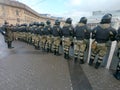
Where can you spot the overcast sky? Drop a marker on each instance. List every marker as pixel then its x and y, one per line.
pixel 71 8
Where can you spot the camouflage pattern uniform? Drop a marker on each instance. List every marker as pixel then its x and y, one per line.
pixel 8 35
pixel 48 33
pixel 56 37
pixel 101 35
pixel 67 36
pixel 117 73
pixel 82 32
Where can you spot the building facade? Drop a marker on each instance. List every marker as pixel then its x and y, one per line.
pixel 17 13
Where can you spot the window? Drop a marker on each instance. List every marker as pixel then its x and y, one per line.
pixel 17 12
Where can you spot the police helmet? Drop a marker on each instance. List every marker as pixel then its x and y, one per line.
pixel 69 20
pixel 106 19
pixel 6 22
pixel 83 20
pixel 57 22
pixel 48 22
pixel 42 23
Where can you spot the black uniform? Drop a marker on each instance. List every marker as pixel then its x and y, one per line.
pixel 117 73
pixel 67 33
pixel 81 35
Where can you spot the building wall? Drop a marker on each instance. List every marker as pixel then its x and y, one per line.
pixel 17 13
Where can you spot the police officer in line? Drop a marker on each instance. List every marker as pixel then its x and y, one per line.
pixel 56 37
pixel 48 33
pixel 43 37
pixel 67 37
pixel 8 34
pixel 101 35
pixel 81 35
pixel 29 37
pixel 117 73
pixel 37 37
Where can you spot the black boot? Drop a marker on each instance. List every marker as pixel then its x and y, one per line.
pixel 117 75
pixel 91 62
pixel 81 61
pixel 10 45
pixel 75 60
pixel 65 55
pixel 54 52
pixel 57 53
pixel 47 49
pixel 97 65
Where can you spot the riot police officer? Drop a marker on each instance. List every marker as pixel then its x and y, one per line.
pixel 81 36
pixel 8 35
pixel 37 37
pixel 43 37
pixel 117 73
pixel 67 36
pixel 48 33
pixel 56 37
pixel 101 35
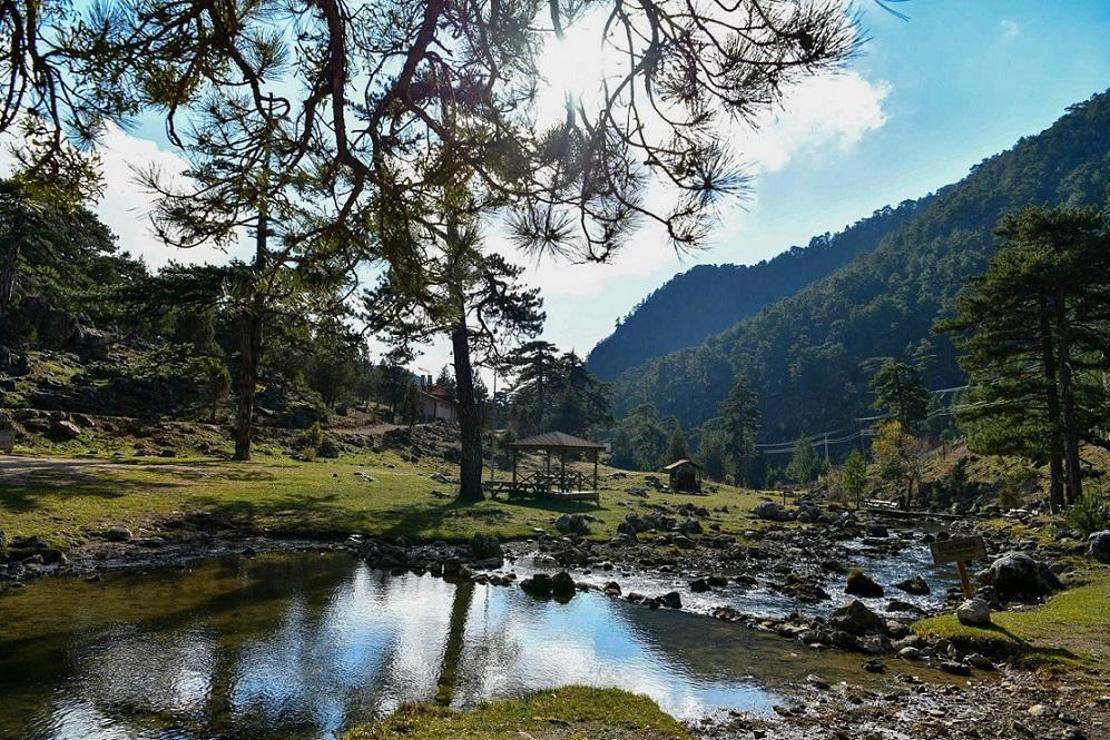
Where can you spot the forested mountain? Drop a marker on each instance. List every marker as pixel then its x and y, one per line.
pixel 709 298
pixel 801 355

---+---

### What needs to be done
Please extract every line of the listing above verbatim, leaving the pictures out of your answer.

### Written solution
Where can you spot the overcast sky? Drop a marker on each instance. List every marker as pixel then its x and y, one per line.
pixel 71 8
Where can you spot the camouflage pattern uniform? Drop a marker on each instance. List every marker as pixel then its x and y, one per line.
pixel 8 35
pixel 48 33
pixel 56 37
pixel 101 35
pixel 67 36
pixel 117 73
pixel 82 32
Where can you spot the building facade? Drop a marker on each instance. List every marker as pixel then its x and y, one per line.
pixel 17 13
Where can you spot the window? Drop a marker on each instance. List every marker as pixel then its x and y, one per line.
pixel 17 12
Where can you spot the police helmet? Drop a marker on each instance. List every marker as pixel then its x and y, one per line.
pixel 69 20
pixel 106 19
pixel 6 22
pixel 83 20
pixel 57 22
pixel 48 22
pixel 42 23
Where can you spot the black uniform? Drop a marker on each instance. List every marker as pixel then its x and y, one per line.
pixel 117 73
pixel 67 33
pixel 81 35
Where can you spot the building wall? Drop a marker on each instance. List every marker as pixel then its x and y, one per line.
pixel 17 13
Where can you spot the police officer in line? Drop a marker on each instance. List every marker as pixel then its x and y, one per line.
pixel 56 37
pixel 48 33
pixel 43 37
pixel 67 37
pixel 8 34
pixel 101 35
pixel 81 35
pixel 29 37
pixel 117 73
pixel 37 37
Where can you spot the black boot? Drop a marker on each instance. List every marker as pixel then its x and y, one per line.
pixel 117 75
pixel 91 62
pixel 81 61
pixel 10 45
pixel 75 60
pixel 65 55
pixel 54 52
pixel 57 53
pixel 47 49
pixel 97 65
Where can you spot the riot police officer? Drop a marker on each instance. List every marker as pixel then its x and y, one per line.
pixel 81 36
pixel 8 35
pixel 37 37
pixel 43 37
pixel 117 73
pixel 67 36
pixel 48 33
pixel 56 37
pixel 101 35
Where can you spot the forested mountain? Drop a marker on each instance. List every marker as pixel then its x and y, one per line.
pixel 709 298
pixel 801 355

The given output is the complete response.